## Stated exercise
Reproduce the NYC guide passage on historic taverns word for word.

## Selected passage
=-=-=
NYC Guide: The Classics

Trapping inside their walls the history of a city that has existed as a cultural and artistic center since its development flourished in the 19th century, the historic taverns of New York City each capture a unique moment in time, the stories of legendary artists, and the ambiance of the periods that made them known. From E.E. Cummings’ famous poem “I Was Sitting in McSorley’s” to the remnants of the Great Fire of 1776 that helped construct the Ear Inn, these bars offer an atmosphere as colorful as their history.
=-=-=
Point annotations for photos:
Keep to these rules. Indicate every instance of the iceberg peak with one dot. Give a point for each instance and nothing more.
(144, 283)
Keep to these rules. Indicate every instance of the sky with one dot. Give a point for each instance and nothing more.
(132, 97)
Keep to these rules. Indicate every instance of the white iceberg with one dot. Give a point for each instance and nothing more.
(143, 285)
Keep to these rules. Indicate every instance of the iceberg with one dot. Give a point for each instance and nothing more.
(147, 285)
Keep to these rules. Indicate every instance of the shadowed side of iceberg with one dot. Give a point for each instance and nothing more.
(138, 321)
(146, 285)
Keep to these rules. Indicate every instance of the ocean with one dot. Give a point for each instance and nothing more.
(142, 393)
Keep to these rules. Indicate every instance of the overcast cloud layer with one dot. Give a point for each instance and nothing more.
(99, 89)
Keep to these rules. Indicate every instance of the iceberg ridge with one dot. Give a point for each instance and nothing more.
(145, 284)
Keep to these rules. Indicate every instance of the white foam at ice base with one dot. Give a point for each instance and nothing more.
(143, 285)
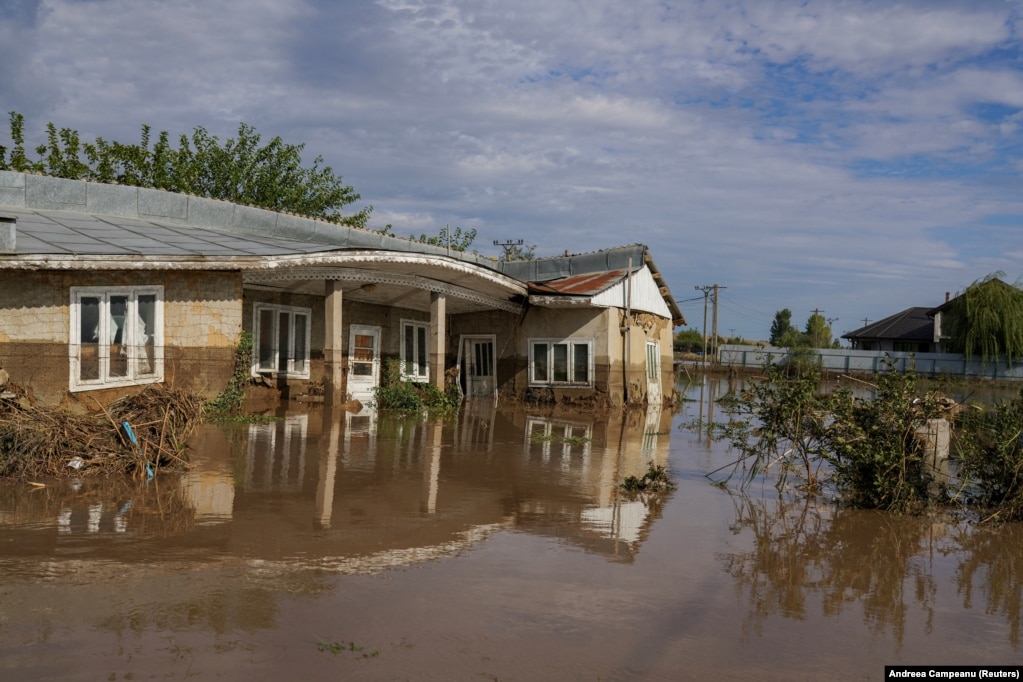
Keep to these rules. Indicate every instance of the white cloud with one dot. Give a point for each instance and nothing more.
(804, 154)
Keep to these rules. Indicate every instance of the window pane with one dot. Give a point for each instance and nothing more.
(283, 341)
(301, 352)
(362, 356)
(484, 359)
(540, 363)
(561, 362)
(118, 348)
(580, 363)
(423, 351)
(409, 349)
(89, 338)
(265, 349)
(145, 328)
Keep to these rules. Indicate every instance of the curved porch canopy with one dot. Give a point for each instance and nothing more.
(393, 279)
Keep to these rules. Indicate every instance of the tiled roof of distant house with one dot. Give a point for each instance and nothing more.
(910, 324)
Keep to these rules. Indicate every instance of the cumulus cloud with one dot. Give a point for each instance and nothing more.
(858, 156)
=-=-=
## Solution to this task
NYC Guide: The Classics

Trapping inside their walls the history of a city that has existed as a cultural and artistic center since its development flourished in the 19th century, the historic taverns of New York City each capture a unique moment in time, the stories of legendary artists, and the ambiance of the periods that made them known. From E.E. Cummings’ famous poem “I Was Sitting in McSorley’s” to the remnants of the Great Fire of 1776 that helped construct the Ear Inn, these bars offer an atmosphere as colorful as their history.